## Task goal
Copy word for word the part of the memorandum opinion below, starting at "MEMORANDUM OPINION AND" and ending at "(ECF No. 213).".

## Source passage
——

United States District Court, D. Maryland

May 30, 2019

UNITED STATES OF AMERICA
v.
COLBERT JUAN JONES, JR.

          MEMORANDUM OPINION AND ORDER

          DEBORAH K. CHASANOW UNITED STATES DISTRICT JUDGE.

         By a judgment entered May 2, 2016, Petitioner Colbert Juan Jones, Jr. was convicted, upon his guilty plea, of conspiracy to distribute and possess with intent to distribute 500 grams or more of cocaine (count 1) and felon in possession of a firearm (count 2). Consistent with the terms of his Fed.R.Civ.P. 11(c)(1)(C) plea agreement, he was sentenced to concurrent terms of one hundred and twenty (120) months incarceration followed by four years of supervised release. (ECF No. 162). Mr. Jones noted an appeal on May 16, 2016. (ECF No. 127 at 5; ECF No. 164). The United States Court of Appeals for the Fourth Circuit affirmed this court's judgment on April 27, 2017 (ECF No. 212) and issued a mandate on May 19, 2017 (ECF No. 213).

         Mr. Jones filed the instant motion on May 20, 2019, pursuant to “Rule 3582(c)”[1] requesting a reduction of his sentence so that he realizes the sentence reduction benefit of the Residential Drug Abuse Program (“RDAP” or “the program”). (ECF No. 224). For qualifying participants who complete RDAP, their sentence “may be reduced by the Bureau of Prisons, but such reduction may not be more than one year from the term the prisoner must otherwise serve.” 18 U.S.C. § 3621(e)(2)(B). Although a prisoner may still participate in the program, he does not qualify for the sentencing benefit if, among other restrictions, his offense of conviction “involved the carrying, possession, or use of a firearm.” 28 C.F.R. § 550.55(b)(5)(ii). Mr. Jones, who may be in the process of completing RDAP (see ECF No. 224 at 5 (“. . . pending the Petitioner's graduation from the BOP's RDAP program.”), appears to recognize that he does not qualify for RDAP's sentencing benefit because of his firearm conviction, but nonetheless requests that the court grant him an equivalent reduction to his sentence based on reductions in his Sentencing Guidelines calculation to which he believes he is entitled.

——

## Provided data
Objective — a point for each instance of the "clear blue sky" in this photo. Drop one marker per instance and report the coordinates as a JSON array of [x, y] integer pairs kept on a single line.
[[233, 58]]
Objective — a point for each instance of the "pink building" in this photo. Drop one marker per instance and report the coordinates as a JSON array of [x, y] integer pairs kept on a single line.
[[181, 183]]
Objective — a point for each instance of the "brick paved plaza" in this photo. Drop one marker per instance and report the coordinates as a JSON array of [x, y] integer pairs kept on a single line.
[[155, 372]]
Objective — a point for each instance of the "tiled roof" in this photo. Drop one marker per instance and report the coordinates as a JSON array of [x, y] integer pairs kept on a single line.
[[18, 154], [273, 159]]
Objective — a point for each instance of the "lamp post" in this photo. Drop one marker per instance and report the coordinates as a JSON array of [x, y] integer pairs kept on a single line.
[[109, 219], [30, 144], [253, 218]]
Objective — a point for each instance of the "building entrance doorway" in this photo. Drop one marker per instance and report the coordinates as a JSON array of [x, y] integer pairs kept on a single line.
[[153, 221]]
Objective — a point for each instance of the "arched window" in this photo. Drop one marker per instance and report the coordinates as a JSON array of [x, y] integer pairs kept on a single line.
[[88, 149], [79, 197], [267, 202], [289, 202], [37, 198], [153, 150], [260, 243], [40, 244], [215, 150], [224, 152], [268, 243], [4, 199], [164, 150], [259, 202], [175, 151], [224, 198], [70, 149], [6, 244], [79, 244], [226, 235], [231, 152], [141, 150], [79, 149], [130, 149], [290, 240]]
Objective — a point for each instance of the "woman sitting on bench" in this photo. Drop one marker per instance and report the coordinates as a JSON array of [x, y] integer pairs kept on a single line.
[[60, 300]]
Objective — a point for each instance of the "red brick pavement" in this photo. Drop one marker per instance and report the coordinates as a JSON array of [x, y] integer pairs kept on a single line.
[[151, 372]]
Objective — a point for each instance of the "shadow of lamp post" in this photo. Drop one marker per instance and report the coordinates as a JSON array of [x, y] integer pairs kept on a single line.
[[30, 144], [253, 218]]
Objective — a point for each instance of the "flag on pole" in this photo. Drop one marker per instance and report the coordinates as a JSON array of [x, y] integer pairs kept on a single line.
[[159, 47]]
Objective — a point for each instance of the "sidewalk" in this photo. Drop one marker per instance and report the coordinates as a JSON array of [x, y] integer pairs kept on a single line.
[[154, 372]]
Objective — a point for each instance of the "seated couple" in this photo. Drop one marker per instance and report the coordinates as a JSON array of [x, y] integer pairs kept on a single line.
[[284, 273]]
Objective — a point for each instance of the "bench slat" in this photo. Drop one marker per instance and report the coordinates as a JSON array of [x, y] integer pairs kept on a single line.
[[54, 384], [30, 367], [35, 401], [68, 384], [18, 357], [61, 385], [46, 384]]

——

## Complete response
MEMORANDUM OPINION AND ORDER

          DEBORAH K. CHASANOW UNITED STATES DISTRICT JUDGE.

         By a judgment entered May 2, 2016, Petitioner Colbert Juan Jones, Jr. was convicted, upon his guilty plea, of conspiracy to distribute and possess with intent to distribute 500 grams or more of cocaine (count 1) and felon in possession of a firearm (count 2). Consistent with the terms of his Fed.R.Civ.P. 11(c)(1)(C) plea agreement, he was sentenced to concurrent terms of one hundred and twenty (120) months incarceration followed by four years of supervised release. (ECF No. 162). Mr. Jones noted an appeal on May 16, 2016. (ECF No. 127 at 5; ECF No. 164). The United States Court of Appeals for the Fourth Circuit affirmed this court's judgment on April 27, 2017 (ECF No. 212) and issued a mandate on May 19, 2017 (ECF No. 213).